## EXTRACTED RECORDS
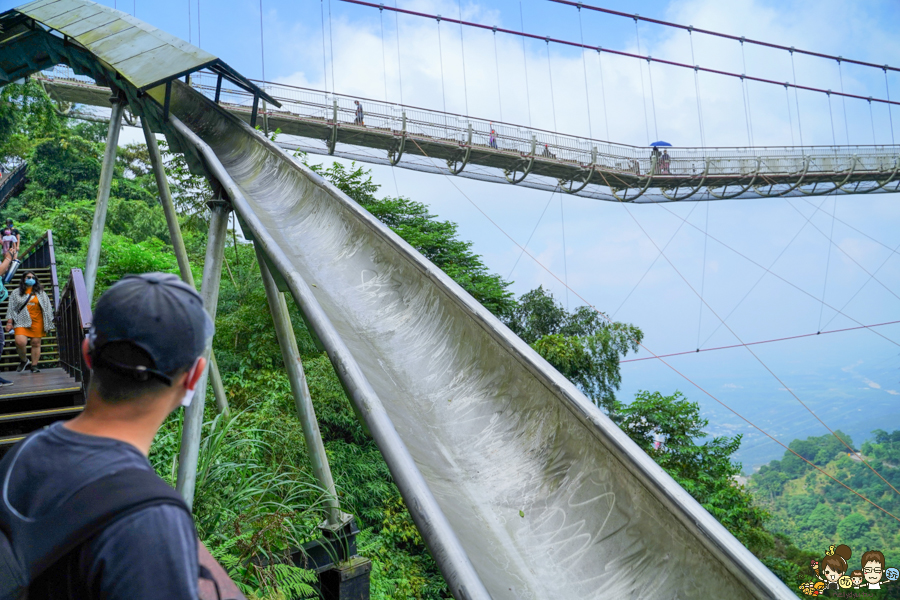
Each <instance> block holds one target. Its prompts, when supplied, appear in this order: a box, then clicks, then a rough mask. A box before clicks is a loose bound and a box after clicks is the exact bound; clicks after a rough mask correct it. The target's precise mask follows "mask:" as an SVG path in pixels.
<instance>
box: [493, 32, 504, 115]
mask: <svg viewBox="0 0 900 600" xmlns="http://www.w3.org/2000/svg"><path fill="white" fill-rule="evenodd" d="M494 72H495V73H497V104H498V105H499V106H500V121H501V122H502V121H503V94H501V93H500V61H499V60H498V59H497V28H496V27H495V28H494Z"/></svg>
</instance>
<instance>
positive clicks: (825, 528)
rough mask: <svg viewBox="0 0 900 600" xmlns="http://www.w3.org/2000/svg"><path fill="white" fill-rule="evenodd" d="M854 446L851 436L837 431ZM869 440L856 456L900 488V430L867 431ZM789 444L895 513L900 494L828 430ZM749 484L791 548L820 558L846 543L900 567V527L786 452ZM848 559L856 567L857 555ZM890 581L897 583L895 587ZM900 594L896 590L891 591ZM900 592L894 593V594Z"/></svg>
mask: <svg viewBox="0 0 900 600" xmlns="http://www.w3.org/2000/svg"><path fill="white" fill-rule="evenodd" d="M837 434H838V435H840V436H841V438H842V439H843V440H844V441H846V442H847V444H848V445H850V446H851V447H852V448H854V449H857V447H856V446H854V445H853V441H852V440H851V439H850V437H849V436H846V435H844V434H843V433H841V432H840V431H838V432H837ZM873 436H874V439H873V440H872V441H870V442H866V443H864V444H863V445H862V447H861V448H858V450H859V451H860V454H861V455H862V457H863V458H864V459H865V460H866V462H868V463H869V464H870V465H871V466H872V468H874V469H875V470H876V471H877V472H878V473H880V474H881V475H882V476H883V477H884V478H885V479H886V480H887V481H888V482H890V484H891V485H893V486H894V487H895V488H898V489H900V430H897V431H894V432H892V433H888V432H886V431H882V430H876V431H874V432H873ZM790 448H791V449H792V450H794V451H795V452H797V454H799V455H801V456H803V457H804V458H806V459H807V460H809V461H811V462H813V463H814V464H816V465H817V466H819V467H821V468H822V469H824V470H825V471H827V472H828V473H829V474H831V475H833V476H834V477H836V478H837V479H838V480H839V481H842V482H844V483H846V484H847V485H848V486H850V487H851V488H853V489H854V490H856V491H858V492H859V493H860V494H862V495H863V496H865V497H866V498H868V499H870V500H872V501H873V502H875V503H876V504H878V505H879V506H881V507H882V508H883V509H885V510H886V511H888V512H891V513H893V514H895V515H900V494H898V493H897V492H895V491H893V490H891V489H890V487H888V485H887V484H886V483H885V482H884V481H882V480H881V479H880V478H879V477H878V475H876V474H875V473H873V472H872V470H871V469H869V468H868V467H867V466H866V465H865V464H864V463H863V462H862V460H861V459H860V457H859V456H856V455H851V454H850V453H849V452H848V451H847V448H846V447H845V446H844V445H843V444H841V442H840V441H838V440H837V439H835V437H834V436H832V435H830V434H826V435H823V436H820V437H809V438H806V439H805V440H794V441H793V442H791V444H790ZM750 489H751V490H752V491H753V494H754V495H755V496H756V497H757V498H758V499H759V501H760V504H761V505H762V506H764V507H765V508H766V509H767V510H768V511H769V512H770V513H771V520H770V521H769V524H770V527H771V529H772V530H773V531H777V532H779V533H782V534H784V535H785V536H787V537H788V538H789V539H790V540H791V541H792V542H793V543H794V544H795V545H796V546H798V547H799V548H802V549H803V550H805V551H808V552H810V553H813V554H815V555H816V556H817V557H819V558H821V557H822V556H824V553H825V551H826V550H828V547H829V546H830V545H836V544H846V545H848V546H850V548H851V549H852V550H853V553H854V556H856V557H858V556H861V555H862V553H863V552H865V551H867V550H880V551H881V552H883V553H884V556H885V558H886V560H887V565H888V567H900V526H898V523H897V521H896V520H895V519H893V518H892V517H890V516H888V515H886V514H885V513H884V512H882V511H880V510H878V509H877V508H875V507H874V506H872V505H871V504H869V503H868V502H866V501H864V500H863V499H862V498H860V497H859V496H857V495H855V494H853V493H852V492H851V491H849V490H848V489H846V488H844V487H841V486H839V485H837V484H835V483H834V482H833V481H831V480H830V479H828V478H827V477H826V476H825V475H824V474H822V473H820V472H818V471H816V470H814V469H813V468H812V467H810V466H809V465H808V464H806V463H805V462H803V461H802V460H800V459H799V458H797V456H795V455H794V454H792V453H790V452H787V451H786V452H785V453H784V458H782V459H781V460H774V461H772V462H770V463H769V464H768V465H763V466H762V467H760V470H759V472H758V473H755V474H754V475H753V476H752V477H751V478H750ZM851 564H855V565H856V566H855V567H853V568H859V565H858V564H857V561H851ZM895 587H896V586H895ZM897 591H898V592H900V590H897ZM896 596H897V597H900V593H898V594H896Z"/></svg>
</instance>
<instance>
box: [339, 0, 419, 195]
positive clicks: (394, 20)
mask: <svg viewBox="0 0 900 600" xmlns="http://www.w3.org/2000/svg"><path fill="white" fill-rule="evenodd" d="M330 1H331V0H329V2H330ZM394 8H395V9H396V8H397V0H394ZM394 29H395V30H396V31H395V34H396V37H397V77H398V79H399V80H400V104H403V69H402V68H401V65H400V62H401V60H400V12H399V11H396V10H395V11H394ZM398 194H399V191H398Z"/></svg>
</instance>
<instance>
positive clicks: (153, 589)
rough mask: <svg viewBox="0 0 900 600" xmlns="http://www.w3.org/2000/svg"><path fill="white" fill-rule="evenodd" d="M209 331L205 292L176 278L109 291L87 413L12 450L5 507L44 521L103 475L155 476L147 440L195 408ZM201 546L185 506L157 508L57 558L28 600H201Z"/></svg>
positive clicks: (103, 301) (23, 517) (93, 357)
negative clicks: (195, 392)
mask: <svg viewBox="0 0 900 600" xmlns="http://www.w3.org/2000/svg"><path fill="white" fill-rule="evenodd" d="M212 334H213V324H212V321H211V319H210V317H209V315H208V314H207V313H206V311H205V310H204V309H203V302H202V300H201V298H200V295H199V294H197V292H196V291H195V290H194V289H193V288H192V287H190V286H188V285H187V284H185V283H183V282H182V281H181V280H179V279H178V278H177V277H175V276H174V275H170V274H163V273H148V274H144V275H129V276H127V277H124V278H123V279H122V280H121V281H120V282H119V283H117V284H115V285H114V286H112V287H111V288H110V289H109V290H107V291H106V292H105V293H104V294H103V295H102V296H101V297H100V300H99V301H98V302H97V308H96V310H95V311H94V324H93V329H92V330H91V332H90V335H89V336H88V338H87V339H86V340H85V343H84V348H83V352H84V355H85V359H86V360H87V363H88V365H89V366H90V367H91V368H92V376H91V382H90V387H89V389H88V396H87V401H86V404H85V409H84V412H83V413H81V414H80V415H79V416H78V417H76V418H74V419H72V420H71V421H67V422H65V423H55V424H54V425H52V426H50V427H49V428H47V429H45V430H43V431H41V432H39V433H36V434H32V435H31V436H29V437H28V438H26V439H25V440H24V441H22V442H20V444H19V445H18V446H17V447H16V448H14V449H13V450H11V451H10V456H7V457H6V459H4V461H3V463H2V464H3V465H5V467H4V468H3V469H0V471H4V473H3V475H4V479H5V480H6V481H5V483H6V484H7V489H8V493H7V494H5V497H4V498H3V500H4V501H5V502H6V504H5V506H4V509H6V510H11V511H12V510H13V509H14V512H15V513H16V514H21V515H23V518H33V517H37V516H40V515H43V514H47V513H48V512H50V511H54V510H58V509H59V507H61V506H64V505H65V503H66V502H67V501H68V500H69V499H70V498H72V497H73V496H74V495H75V494H76V493H77V492H78V491H79V490H80V489H82V488H83V487H85V486H87V485H89V484H91V483H92V482H96V481H97V480H98V479H100V478H103V477H108V476H114V475H113V474H119V476H121V473H122V472H124V471H127V470H133V469H146V470H148V471H151V472H152V470H153V468H152V467H151V465H150V462H149V461H148V460H147V455H148V453H149V452H150V444H151V442H152V441H153V438H154V436H155V435H156V432H157V431H158V429H159V427H160V426H161V425H162V423H163V421H164V420H165V419H166V417H168V416H169V414H170V413H172V412H173V411H175V410H176V409H177V408H178V407H179V406H187V405H188V404H190V401H191V398H192V397H193V395H194V386H196V385H197V381H198V380H199V379H200V376H201V374H202V373H203V369H204V368H205V366H206V359H204V358H203V356H202V355H203V354H204V350H205V349H206V347H207V345H208V344H209V342H210V340H211V339H212ZM153 477H155V475H153ZM197 544H198V542H197V537H196V532H195V530H194V525H193V522H192V520H191V517H190V515H189V514H188V513H187V512H186V511H185V510H184V509H183V508H179V507H177V506H174V505H171V504H159V505H151V506H148V507H146V508H142V509H139V510H137V511H135V512H131V513H129V514H127V516H124V517H122V518H119V519H117V520H115V521H113V522H112V524H111V525H108V526H107V527H106V528H105V529H103V530H102V531H100V533H98V534H96V535H94V536H93V537H92V538H91V539H89V540H88V541H87V542H84V543H82V544H81V545H80V546H78V547H76V548H75V550H73V551H71V552H69V553H68V554H67V555H66V556H65V557H64V558H62V559H61V560H58V561H57V562H56V563H55V564H54V565H53V566H51V567H50V568H49V569H48V570H46V571H45V572H44V573H43V575H41V576H39V577H38V579H37V580H35V581H33V582H32V584H31V587H30V589H29V595H28V597H29V598H30V599H36V598H42V599H43V598H54V599H55V598H60V599H73V600H74V599H78V600H87V599H94V598H98V599H99V598H104V599H110V600H113V599H116V600H117V599H127V600H149V599H163V598H165V599H167V600H168V599H172V600H178V599H182V598H183V599H188V600H195V599H196V598H197V597H198V578H197V574H198V545H197Z"/></svg>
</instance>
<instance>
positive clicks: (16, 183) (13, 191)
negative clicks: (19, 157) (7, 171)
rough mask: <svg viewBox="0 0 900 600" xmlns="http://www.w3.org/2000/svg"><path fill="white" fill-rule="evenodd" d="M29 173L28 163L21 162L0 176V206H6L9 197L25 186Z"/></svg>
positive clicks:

## WHAT TO PRODUCE
Retype nothing except the lines from the line holding "173L28 163L21 162L0" through the last line of the entries, both included.

## RESULT OF THIS TASK
rough mask: <svg viewBox="0 0 900 600" xmlns="http://www.w3.org/2000/svg"><path fill="white" fill-rule="evenodd" d="M29 173L28 163L21 162L0 176V206H6L9 197L25 186Z"/></svg>
positive clicks:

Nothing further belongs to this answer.